### WHAT TO WORK ON
Could you return the entire listing below exactly as written?

### GIVEN DATA

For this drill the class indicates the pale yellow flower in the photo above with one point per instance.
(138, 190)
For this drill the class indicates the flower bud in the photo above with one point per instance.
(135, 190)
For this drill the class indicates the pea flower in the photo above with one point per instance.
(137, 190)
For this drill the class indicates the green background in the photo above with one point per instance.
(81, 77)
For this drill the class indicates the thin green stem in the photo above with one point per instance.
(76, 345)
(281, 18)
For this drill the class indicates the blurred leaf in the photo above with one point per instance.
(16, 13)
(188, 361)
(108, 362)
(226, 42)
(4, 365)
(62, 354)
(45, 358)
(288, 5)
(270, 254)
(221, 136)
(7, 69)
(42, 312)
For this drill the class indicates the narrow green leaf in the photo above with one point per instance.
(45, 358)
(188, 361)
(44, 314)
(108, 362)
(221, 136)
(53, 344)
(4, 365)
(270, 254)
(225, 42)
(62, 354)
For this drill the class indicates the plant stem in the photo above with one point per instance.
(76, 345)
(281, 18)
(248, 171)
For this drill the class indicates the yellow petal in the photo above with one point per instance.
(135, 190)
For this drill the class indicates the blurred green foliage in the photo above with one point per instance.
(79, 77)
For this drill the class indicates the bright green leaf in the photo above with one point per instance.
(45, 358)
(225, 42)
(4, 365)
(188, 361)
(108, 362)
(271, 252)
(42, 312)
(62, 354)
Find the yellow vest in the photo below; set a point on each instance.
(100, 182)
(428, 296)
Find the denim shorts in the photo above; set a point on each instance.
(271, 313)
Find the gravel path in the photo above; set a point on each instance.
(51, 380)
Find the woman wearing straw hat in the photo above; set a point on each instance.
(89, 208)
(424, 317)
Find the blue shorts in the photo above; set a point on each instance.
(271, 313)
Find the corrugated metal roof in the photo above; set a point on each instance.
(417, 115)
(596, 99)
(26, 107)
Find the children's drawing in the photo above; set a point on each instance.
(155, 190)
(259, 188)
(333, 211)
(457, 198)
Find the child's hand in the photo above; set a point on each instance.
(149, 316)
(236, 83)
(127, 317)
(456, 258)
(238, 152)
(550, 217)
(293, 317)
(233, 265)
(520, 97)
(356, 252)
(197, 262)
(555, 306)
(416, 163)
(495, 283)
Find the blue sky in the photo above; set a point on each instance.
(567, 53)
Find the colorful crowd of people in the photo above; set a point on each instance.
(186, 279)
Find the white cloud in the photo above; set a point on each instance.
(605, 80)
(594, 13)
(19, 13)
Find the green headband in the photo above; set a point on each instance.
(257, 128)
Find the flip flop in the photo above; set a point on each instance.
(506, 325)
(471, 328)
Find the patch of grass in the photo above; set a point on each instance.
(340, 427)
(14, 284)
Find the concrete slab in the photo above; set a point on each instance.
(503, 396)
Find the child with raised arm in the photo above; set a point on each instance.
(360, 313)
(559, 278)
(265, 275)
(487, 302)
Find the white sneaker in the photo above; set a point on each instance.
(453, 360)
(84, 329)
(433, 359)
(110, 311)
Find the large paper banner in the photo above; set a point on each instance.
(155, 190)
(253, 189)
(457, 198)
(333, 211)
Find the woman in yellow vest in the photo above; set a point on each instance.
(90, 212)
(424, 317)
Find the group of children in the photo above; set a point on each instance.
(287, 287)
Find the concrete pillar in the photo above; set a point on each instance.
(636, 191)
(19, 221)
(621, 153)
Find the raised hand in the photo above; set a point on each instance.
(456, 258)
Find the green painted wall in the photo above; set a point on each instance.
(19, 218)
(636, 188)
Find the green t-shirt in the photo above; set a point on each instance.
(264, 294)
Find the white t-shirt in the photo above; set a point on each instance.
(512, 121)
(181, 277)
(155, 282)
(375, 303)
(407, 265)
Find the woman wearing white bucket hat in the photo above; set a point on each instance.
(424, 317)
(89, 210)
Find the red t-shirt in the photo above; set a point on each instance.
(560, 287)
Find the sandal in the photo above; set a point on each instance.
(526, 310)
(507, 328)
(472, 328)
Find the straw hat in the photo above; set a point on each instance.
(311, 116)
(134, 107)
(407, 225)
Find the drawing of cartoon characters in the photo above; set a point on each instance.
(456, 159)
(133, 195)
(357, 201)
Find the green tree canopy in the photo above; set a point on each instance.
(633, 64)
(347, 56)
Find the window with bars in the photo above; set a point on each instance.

### OUTPUT OF THE TASK
For this drill the class indicates the pale yellow flower in the photo above with one point per instance.
(138, 190)
For this drill the class indicates the flower bud in the photo above with one point per instance.
(135, 190)
For this drill the class indicates the pea flower in the photo above with one point per instance.
(137, 190)
For this drill the class indicates the green background in the photo above with one point per instance.
(81, 77)
For this drill the class indicates the thin green stem in the photo above with one point per instance.
(76, 345)
(281, 18)
For this drill the class indicates the blurred leaf in the photo above with one point per instance.
(16, 13)
(188, 361)
(108, 362)
(226, 42)
(4, 365)
(62, 354)
(45, 358)
(288, 5)
(270, 254)
(221, 136)
(7, 69)
(42, 312)
For this drill the class indicates the narrow green leaf in the photo above with one point per instance.
(45, 358)
(188, 361)
(44, 314)
(108, 362)
(221, 136)
(53, 344)
(4, 365)
(270, 254)
(225, 42)
(62, 354)
For this drill the class indicates the plant stem in the photo above with one point per instance.
(76, 345)
(281, 18)
(248, 171)
For this drill the class indicates the yellow petal in the photo above with one point per instance.
(135, 190)
For this drill the class indicates the blurred green foliage in the photo above with one point per instance.
(79, 77)
For this drill the class indicates the bright green leaf in the photo above with one point per instance.
(45, 358)
(225, 42)
(4, 365)
(188, 361)
(108, 362)
(271, 252)
(42, 312)
(62, 354)
Find the yellow vest in the photo below; set a point on each instance.
(100, 182)
(428, 296)
Find the denim shorts in the photo above; set a point on each instance.
(271, 313)
Find the gravel path in the photo above; set a point on each instance.
(51, 380)
Find the woman wearing straw hat in the photo above; set a point on each instance.
(89, 208)
(424, 317)
Find the blue shorts in the photo above; set a point on each instance.
(271, 313)
Find the corrugated metal roof in the photo above; set a point on each instance.
(417, 115)
(596, 99)
(26, 107)
Find the children's drawing in the photo above; set a point on each instance.
(155, 190)
(259, 188)
(333, 211)
(457, 198)
Find the child's hand in the photo above; set a point on each instance.
(149, 316)
(236, 83)
(127, 317)
(456, 258)
(238, 152)
(550, 217)
(293, 317)
(233, 265)
(520, 97)
(356, 252)
(197, 262)
(555, 306)
(416, 163)
(495, 283)
Find the blue sky in the photo above; set a point on each instance.
(567, 53)
Find the colorful crowd of people in the photo above; set a point on each instance.
(186, 279)
Find the white cloud in the photo above; set a point on each instance.
(605, 80)
(594, 13)
(19, 13)
Find the green headband in the photo above; set a point on each instance.
(257, 128)
Find the flip flop in the photo above; set a point on each instance.
(506, 325)
(471, 328)
Find the patch of grass in the photo above; set a point on each instance.
(340, 427)
(14, 284)
Find the concrete slab in the photo above; set a point on each instance.
(503, 396)
Find the child with raised arm in the photo above; set a point on each instance.
(360, 313)
(559, 278)
(265, 275)
(487, 302)
Find the white sneaker in the photo above; set a point on each instance.
(453, 360)
(84, 329)
(433, 359)
(110, 311)
Find the large paper banner in the photo above; set a point on each instance.
(155, 190)
(253, 189)
(457, 198)
(333, 211)
Find the woman in yellow vest in the photo above; set a point on each instance.
(90, 212)
(424, 317)
Find the group of children in the photo above; set a point on each instance.
(287, 287)
Find the concrete pillar in the photo above; set a point on each instance.
(636, 191)
(19, 221)
(621, 153)
Find the raised hand in the photo above; set a point on each instance.
(456, 258)
Find the green painted wall in the photo above; set a point on each instance.
(19, 218)
(636, 188)
Find the green t-shirt in the photo above; set a point on each instance.
(264, 294)
Find the white t-shirt in the photo above; set a point on each instance.
(512, 121)
(181, 277)
(155, 282)
(375, 303)
(407, 265)
Find the woman wearing white bucket hat in the photo above; set a point on each instance.
(424, 317)
(89, 210)
Find the red t-shirt in the photo above; set a point on each instance.
(560, 287)
Find the sandal in the photo above; set a point on each instance.
(526, 310)
(507, 328)
(472, 328)
Find the straw hat in the photo above; set a point on each instance.
(311, 116)
(134, 107)
(407, 225)
Find the drawing of cartoon characters in the photo above; set a point on each instance.
(456, 159)
(133, 195)
(357, 201)
Find the green tree canopy in the photo above; set a point on each instance.
(633, 64)
(347, 56)
Find the window with bars in the photo above; set a point on each instance.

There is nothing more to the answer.